(Data records)
*** Begin section ***

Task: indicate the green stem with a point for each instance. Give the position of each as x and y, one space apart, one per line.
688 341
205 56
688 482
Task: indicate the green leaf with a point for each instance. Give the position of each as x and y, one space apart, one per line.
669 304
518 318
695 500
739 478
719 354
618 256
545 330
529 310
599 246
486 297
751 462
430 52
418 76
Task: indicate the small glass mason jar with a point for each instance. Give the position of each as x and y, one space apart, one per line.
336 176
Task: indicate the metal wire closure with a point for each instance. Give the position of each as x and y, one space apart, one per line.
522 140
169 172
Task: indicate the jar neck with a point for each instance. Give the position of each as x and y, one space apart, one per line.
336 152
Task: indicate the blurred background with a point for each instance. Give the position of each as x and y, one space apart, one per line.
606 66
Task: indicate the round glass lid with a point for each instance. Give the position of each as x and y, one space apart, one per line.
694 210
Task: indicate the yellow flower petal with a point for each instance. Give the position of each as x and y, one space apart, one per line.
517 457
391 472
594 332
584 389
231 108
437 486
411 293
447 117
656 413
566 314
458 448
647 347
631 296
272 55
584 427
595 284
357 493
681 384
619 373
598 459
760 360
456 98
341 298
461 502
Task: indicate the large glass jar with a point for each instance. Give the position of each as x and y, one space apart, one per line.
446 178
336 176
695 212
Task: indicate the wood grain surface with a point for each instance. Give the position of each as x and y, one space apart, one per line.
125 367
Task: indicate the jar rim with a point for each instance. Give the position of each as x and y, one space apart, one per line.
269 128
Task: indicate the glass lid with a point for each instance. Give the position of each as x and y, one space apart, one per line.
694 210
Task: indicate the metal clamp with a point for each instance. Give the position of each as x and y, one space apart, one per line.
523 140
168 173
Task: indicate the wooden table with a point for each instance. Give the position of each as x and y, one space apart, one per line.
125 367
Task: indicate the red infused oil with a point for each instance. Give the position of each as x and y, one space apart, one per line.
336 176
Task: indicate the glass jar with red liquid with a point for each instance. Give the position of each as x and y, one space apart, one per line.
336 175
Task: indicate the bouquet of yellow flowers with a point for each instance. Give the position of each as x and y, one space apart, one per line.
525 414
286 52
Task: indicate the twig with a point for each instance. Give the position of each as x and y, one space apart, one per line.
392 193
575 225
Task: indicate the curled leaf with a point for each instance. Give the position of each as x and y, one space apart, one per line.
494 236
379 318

*** End section ***

| Work instruction |
Write down all the entries again without a single difference.

| Exercise result |
Task: indicate the green stem with a point for each instance. Give the position of each as x and y, one space apart, one per line.
688 341
205 56
688 482
Task: indicate the green leaf with a point for each instance. Give the position of each as x and y, one space apart, one per line.
669 304
518 318
695 500
739 478
719 354
618 256
545 330
529 310
599 246
486 297
751 462
430 52
418 76
Task: indicate the small glass mason jar with a point for each instance. Give the position of each as x and y, one space apart, one per line.
336 176
Task: indicate the metal wire closure with a point for each instance. Give the position of each as x and y, one space apart, one per line.
522 140
169 172
Task: indicate the jar neck with a point for each instance. Give the position of each as x and y, one space apart, one per line.
336 152
Task: indicate the blurred background with a point for each instance. Give the position of each as x and y, one space apart, one per line.
606 66
Task: indicate the round glass lid with a point for each instance. Give the position of each as x and y, one space apart, one per line.
694 210
Task: indicate the yellow flower petal with a point for each instance. Give the position of each as x and y, one space apart, one per line.
517 457
391 472
594 332
584 389
231 108
437 486
411 293
447 117
656 413
566 314
458 448
647 347
631 296
272 55
584 427
595 284
357 493
681 384
619 373
598 459
760 360
456 98
341 298
461 502
Task: indicate the large glass jar with a point for each instance. Give the position of each as x and y, one space apart, one per line.
446 178
336 176
695 212
Task: indicate the wood grain surface with a point for each instance. Give the position of each as x and y, one space apart, one per line.
125 367
Task: indicate the jar rim with a point for each instance. Give the position of each as x and y, one space apart, one per line.
269 128
Task: indicate the glass lid with a point for each instance. Give the position of each as x and y, one space apart, one per line.
694 210
Task: indicate the metal clamp with a point for each instance. Give the position of each as x and y, one space apart, one per line.
523 140
168 173
Task: indicate the wooden table with a point for each instance. Give the position of each as x and y, one space apart, one per line.
125 367
Task: indicate the red infused oil with a point for each instance. Give the position of each as x and y, one space apart, one per line.
336 176
Task: indicate the glass jar with red liquid with a point for each instance. Give the position of each as x and y, one space apart, one per line.
336 175
Task: indicate the bouquet of yellow flowers with a point for each instance. Give the position of each as x and y, one space apart, one per line.
525 414
286 52
Task: indicate the twig with a point for each instance. Give the position of each as x and y, one space apart, one per line.
392 193
575 225
Task: indicate the curled leaf with a point for each instance. Give the position of each as x and y, one space apart, one per line.
494 236
379 318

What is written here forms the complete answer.